## What you will do
Transcribe the full listing exactly.

[Supplied records — start]

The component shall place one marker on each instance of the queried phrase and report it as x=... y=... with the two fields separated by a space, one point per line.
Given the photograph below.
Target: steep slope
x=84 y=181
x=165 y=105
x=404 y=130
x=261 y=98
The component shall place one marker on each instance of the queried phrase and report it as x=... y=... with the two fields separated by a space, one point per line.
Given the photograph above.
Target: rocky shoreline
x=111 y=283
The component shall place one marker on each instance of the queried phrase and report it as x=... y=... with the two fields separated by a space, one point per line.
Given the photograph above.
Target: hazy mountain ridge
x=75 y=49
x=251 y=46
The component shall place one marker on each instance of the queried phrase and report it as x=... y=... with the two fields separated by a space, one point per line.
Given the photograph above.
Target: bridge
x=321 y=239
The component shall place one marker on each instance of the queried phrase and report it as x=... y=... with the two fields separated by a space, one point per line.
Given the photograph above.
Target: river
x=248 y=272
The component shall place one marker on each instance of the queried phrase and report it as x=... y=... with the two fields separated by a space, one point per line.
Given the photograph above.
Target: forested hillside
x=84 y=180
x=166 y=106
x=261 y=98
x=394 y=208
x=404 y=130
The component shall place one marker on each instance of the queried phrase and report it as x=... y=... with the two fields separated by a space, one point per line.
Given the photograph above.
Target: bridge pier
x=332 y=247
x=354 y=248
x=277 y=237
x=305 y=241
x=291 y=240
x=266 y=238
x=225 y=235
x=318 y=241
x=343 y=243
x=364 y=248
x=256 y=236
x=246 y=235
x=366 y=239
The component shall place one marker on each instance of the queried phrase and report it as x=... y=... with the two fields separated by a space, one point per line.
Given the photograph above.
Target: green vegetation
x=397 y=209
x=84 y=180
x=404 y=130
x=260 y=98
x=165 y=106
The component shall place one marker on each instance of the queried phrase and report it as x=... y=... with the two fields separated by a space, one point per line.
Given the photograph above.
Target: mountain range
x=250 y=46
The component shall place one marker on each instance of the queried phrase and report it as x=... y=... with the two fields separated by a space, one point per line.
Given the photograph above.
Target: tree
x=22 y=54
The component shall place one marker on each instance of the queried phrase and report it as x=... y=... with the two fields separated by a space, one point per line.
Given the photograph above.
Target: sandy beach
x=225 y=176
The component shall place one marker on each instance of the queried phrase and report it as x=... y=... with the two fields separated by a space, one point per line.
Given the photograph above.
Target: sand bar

[Supplied records — finish]

## Answer
The component shall place one marker on each instance of the queried phrase and report it as x=... y=... with the two fields separated by a space, one point per line.
Given the photograph below.
Target: steep slope
x=84 y=181
x=165 y=105
x=404 y=130
x=261 y=98
The component shall place one marker on each instance of the queried phrase and report it as x=... y=... with the two fields separated by a space, one point per line.
Given the photograph above.
Target: rocky shoreline
x=111 y=283
The component shall place one marker on each instance of the queried phrase and report it as x=... y=... with the two fields separated by a space, one point per line.
Given the photograph above.
Target: hazy mountain ridge
x=75 y=49
x=251 y=46
The component shall place one marker on each instance of the queried phrase and report it as x=... y=... with the two fields separated by a space, one point per line.
Given the photograph above.
Target: bridge
x=321 y=239
The component shall place one marker on each instance of the queried phrase and report it as x=... y=... with the two fields separated by a space, one point per line.
Given the photograph above.
Target: river
x=248 y=272
The component shall place one marker on each instance of the queried phrase and report it as x=... y=... with the two fields separated by a space, one point per line.
Given the photograph above.
Target: forested hillside
x=84 y=180
x=166 y=106
x=261 y=98
x=394 y=208
x=404 y=130
The component shall place one marker on each instance of the queried phrase and report it as x=... y=... with the two fields separated by a space, one point per line.
Given the photograph above.
Target: bridge pier
x=332 y=247
x=354 y=248
x=277 y=237
x=305 y=241
x=291 y=240
x=266 y=238
x=225 y=235
x=318 y=241
x=343 y=243
x=364 y=248
x=256 y=236
x=246 y=235
x=366 y=239
The component shall place one marker on each instance of the queried phrase and report it as x=... y=... with the two fields separated by a space, one point per line.
Given the photograph above.
Target: green vegetation
x=397 y=209
x=84 y=180
x=404 y=130
x=260 y=98
x=165 y=106
The component shall place one marker on each instance of the queried phrase and report it as x=... y=... with the two fields separated by a space, one point per line.
Given the photograph above.
Target: mountain range
x=250 y=46
The component shall place one marker on each instance of the queried phrase and report it as x=... y=... with the two fields separated by a space, one point per line.
Given the photograph above.
Target: tree
x=22 y=54
The component shall place one marker on each instance of the queried phrase and report it as x=... y=... with the two fields separated by a space, one point per line.
Given the photograph above.
Target: sandy beach
x=225 y=176
The component shall place one marker on each instance of the queried phrase and report it as x=... y=... with the two fields separated by a space, one point per line.
Given the photograph above.
Target: sand bar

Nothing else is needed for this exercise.